── SOURCE EXTRACT
This Is Our Music is the fifth album by saxophonist Ornette Coleman, recorded in 1960 and released on Atlantic Records in March 1961. It is the first with drummer Ed Blackwell replacing his predecessor Billy Higgins in the Coleman Quartet, and is the only one of Coleman's Atlantic albums to include a standard, in this case a version of "Embraceable You" by George and Ira Gershwin.

Two recording sessions for the album took place in July and one in August 1960 at Atlantic Studios in New York City. The seven selections for this album were culled from 23 masters recorded over the three sessions. The 16 outtakes from the two July sessions would later appear on the 1970s compilations The Art of the Improvisers, Twins, and To Whom Who Keeps A Record, along with the 1993 box set Beauty Is A Rare Thing, named for a track on this album. Coleman was evidently pleased with the recordings, stating: "In July, 1960... we did thirty tunes in three weeks. All originals. Everything I've ever recorded has been a piece of my own. Until I heard these last tapes, I hadn't realized all the different approaches we'd been developing in the past few months. I think the new albums will give the public and the musicians a more accurate idea of what we're trying to do."

In his liner notes, Coleman was careful to place his music in historical context, writing:

the most important part of our music is the improvisation, which is done as spontaneously as possible, with each man contributing his musical expression to create the form. Now - let's look back. Group improvisation is not new. In early jazz, that kind of group playing was known as Dixieland. In the swing era, the emphasis changed and improvisation took the form of solos based on riffs. In modern jazz, improvisation is melodic and harmonically progressive. Now we are blending the three together to create and give more freedom to the player and more pleasure to the listener.
────
── RECORDS FOR THIS TASK
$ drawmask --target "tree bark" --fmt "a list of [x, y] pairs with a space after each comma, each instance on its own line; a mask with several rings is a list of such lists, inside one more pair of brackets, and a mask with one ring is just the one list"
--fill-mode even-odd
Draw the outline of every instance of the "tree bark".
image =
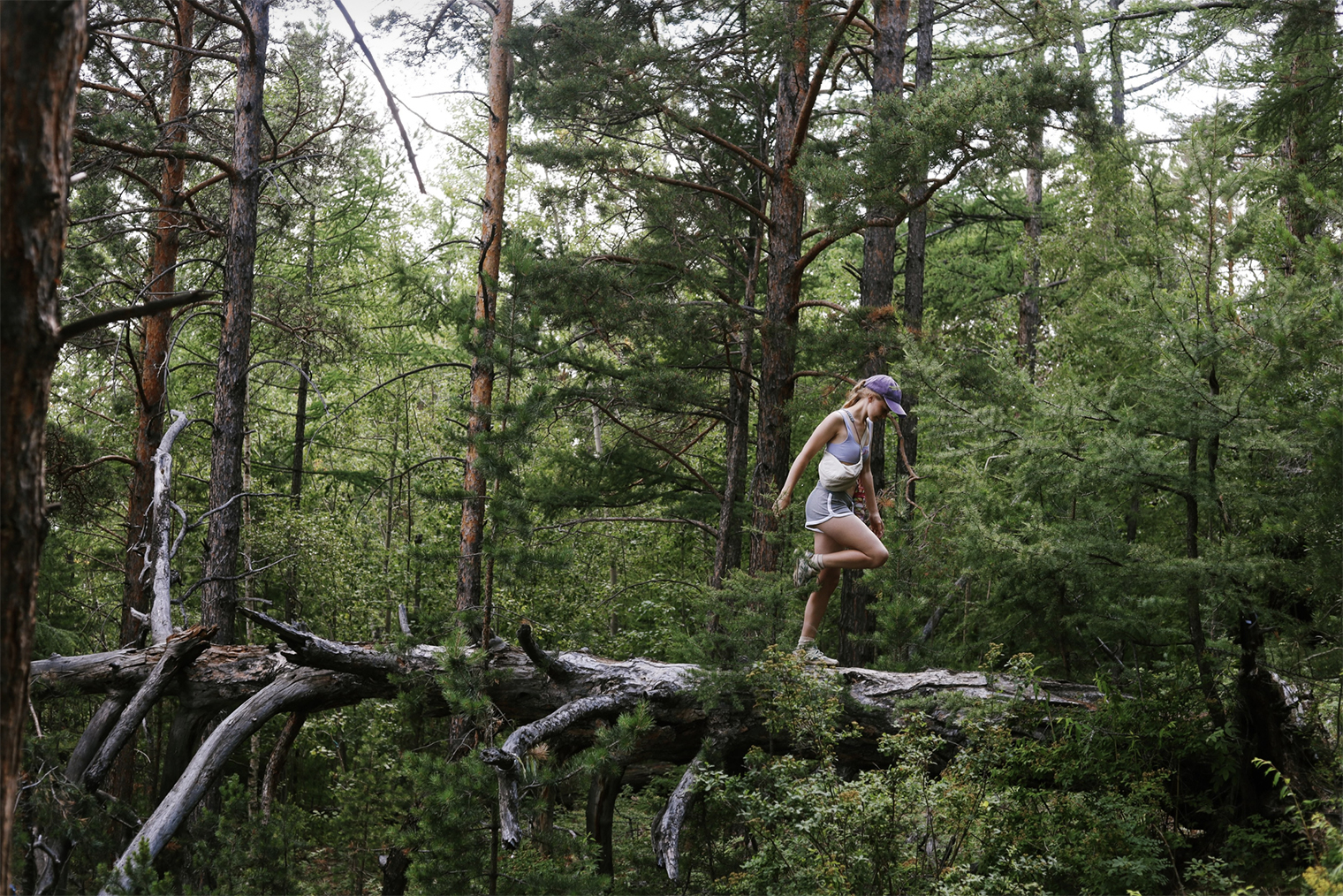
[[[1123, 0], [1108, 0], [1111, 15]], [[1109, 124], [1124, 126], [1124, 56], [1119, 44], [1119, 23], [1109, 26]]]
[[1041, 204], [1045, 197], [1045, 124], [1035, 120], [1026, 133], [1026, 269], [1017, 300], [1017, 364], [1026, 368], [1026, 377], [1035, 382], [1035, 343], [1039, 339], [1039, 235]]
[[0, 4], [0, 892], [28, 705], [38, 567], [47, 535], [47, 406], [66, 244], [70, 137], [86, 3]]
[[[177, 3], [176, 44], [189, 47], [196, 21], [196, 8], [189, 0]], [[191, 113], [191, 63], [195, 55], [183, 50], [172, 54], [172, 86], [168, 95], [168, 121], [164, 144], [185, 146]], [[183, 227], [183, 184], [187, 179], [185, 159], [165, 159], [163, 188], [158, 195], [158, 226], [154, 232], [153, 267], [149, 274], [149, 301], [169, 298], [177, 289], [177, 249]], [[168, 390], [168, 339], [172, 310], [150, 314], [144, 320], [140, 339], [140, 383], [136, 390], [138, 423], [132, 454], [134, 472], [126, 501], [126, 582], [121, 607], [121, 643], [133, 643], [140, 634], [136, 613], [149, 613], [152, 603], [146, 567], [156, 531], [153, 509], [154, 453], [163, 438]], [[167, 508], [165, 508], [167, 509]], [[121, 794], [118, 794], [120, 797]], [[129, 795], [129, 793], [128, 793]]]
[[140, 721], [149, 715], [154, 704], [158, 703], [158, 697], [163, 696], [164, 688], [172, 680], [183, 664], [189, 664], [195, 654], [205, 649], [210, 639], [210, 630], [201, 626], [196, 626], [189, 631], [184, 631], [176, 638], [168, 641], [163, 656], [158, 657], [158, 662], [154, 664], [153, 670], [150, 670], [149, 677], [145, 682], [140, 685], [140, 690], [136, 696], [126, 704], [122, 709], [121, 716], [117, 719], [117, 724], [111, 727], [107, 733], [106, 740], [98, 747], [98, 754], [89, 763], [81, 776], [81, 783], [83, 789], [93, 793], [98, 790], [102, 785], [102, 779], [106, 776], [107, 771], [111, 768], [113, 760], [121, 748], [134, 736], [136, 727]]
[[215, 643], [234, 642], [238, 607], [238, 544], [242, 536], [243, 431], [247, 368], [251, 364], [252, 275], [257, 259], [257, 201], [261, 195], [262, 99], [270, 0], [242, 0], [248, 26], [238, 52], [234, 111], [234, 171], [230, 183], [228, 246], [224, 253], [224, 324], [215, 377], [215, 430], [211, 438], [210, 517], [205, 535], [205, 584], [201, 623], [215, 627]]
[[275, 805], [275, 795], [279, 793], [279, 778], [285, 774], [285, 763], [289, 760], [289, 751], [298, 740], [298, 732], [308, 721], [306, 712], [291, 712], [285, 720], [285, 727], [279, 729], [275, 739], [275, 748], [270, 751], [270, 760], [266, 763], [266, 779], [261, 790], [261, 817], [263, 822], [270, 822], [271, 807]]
────
** PROBLEMS TO SOLVE **
a) Quote the lines of the listing starting at the line containing "23], [1109, 26]]]" and ending at the line containing "793], [128, 793]]]", including both of those lines.
b) Write what comes next in the album article, picking up after its last sentence.
The album article and the listing have no connection to each other.

** OUTPUTS FOR THE TASKS **
a)
[[[1123, 0], [1108, 0], [1111, 15]], [[1109, 124], [1124, 126], [1124, 56], [1119, 44], [1119, 23], [1109, 26]]]
[[1041, 204], [1045, 197], [1045, 124], [1035, 120], [1026, 133], [1026, 269], [1017, 300], [1017, 364], [1026, 368], [1026, 377], [1035, 382], [1035, 343], [1039, 339], [1039, 235]]
[[0, 4], [0, 892], [28, 705], [38, 567], [47, 535], [47, 406], [66, 244], [70, 137], [86, 3]]
[[[177, 3], [176, 44], [189, 47], [196, 21], [196, 8], [189, 0]], [[191, 113], [191, 63], [195, 55], [183, 50], [172, 54], [172, 86], [168, 95], [168, 121], [164, 144], [185, 146]], [[183, 227], [183, 184], [187, 179], [185, 159], [165, 159], [163, 188], [158, 195], [158, 226], [154, 232], [153, 267], [149, 274], [149, 301], [169, 298], [177, 289], [177, 249]], [[168, 390], [168, 339], [172, 310], [150, 314], [144, 320], [140, 339], [140, 383], [136, 390], [138, 423], [132, 454], [134, 472], [126, 501], [126, 582], [121, 607], [121, 643], [133, 643], [140, 634], [136, 613], [149, 613], [152, 603], [146, 567], [156, 531], [153, 509], [154, 453], [163, 438]], [[167, 508], [165, 508], [167, 509]], [[121, 794], [118, 794], [120, 797]], [[129, 795], [129, 793], [128, 793]]]

b)
He also paid tribute to his bandmates, writing: "The experience of playing with these men is unexplainable and I only know that what they know is far beyond a technical explanation for me to convey to you." He concluded the notes by writing: "Since there isn't too much I haven't told you about my music, I really told you about myself through it. The other autobiography of my life is like everyone else's. Born, work, sad and happy and etc. We do hope you enjoy our music."

Reception
In a review for AllMusic, Steve Huey noted that the word "our" in the title of the album "makes clear just how important the concept of group improvisation was to Coleman's goals. Anyone can improvise whenever he feels like it, and the players share such empathy that each knows how to add to the feeling of the ensemble without undermining its egalitarian sense of give and take." He wrote: "All in all, This Is Our Music keeps one of the hottest creative streaks in jazz history going strong." Mark Richardson of Pitchfork stated: "What amazes me about this era of Coleman... is how accessible it is. Back in the day, this band had the intelligentsia calling for Coleman to be fitted for a straightjacket, but to one weaned on the 60s Impulse! catalog, the music sounds joyous, pretty, sensible and sane." He wrote that "[t]he uptempo tracks here are teeming with life" and noted that "sporadic surges in tempo are early experiments in elastic time (a trend that would be explored at great length as the 60s progressed), and these bursts of energy make these pieces seem, well, bountiful." He concluded by stating that, on this album, Coleman's music "just sounds exceptionally fresh and timeless."

Writing for All About Jazz, C. Michael Bailey called This Is Our Music "the militantly expressed jumping-off point... on the way to the epochal Free Jazz", and stated that Coleman "takes a stand here, pushing his vision of musical freedom farther than on any previous release", and "fully leaps the edge of tradition into the chaotic and sublime future he, himself, was forging." According to Bailey, "This is Our Music is Coleman at the point of completely letting go. He and his most sympathetic supporters had evolved through varying musical perimeters to the point that he was prepared to forsake any limiting quantity or quality to his creation and performance. Coleman was introducing what Coltrane would perfect before the end of the 1960s, Coleman playing Vivaldi to Coltrane's Bach."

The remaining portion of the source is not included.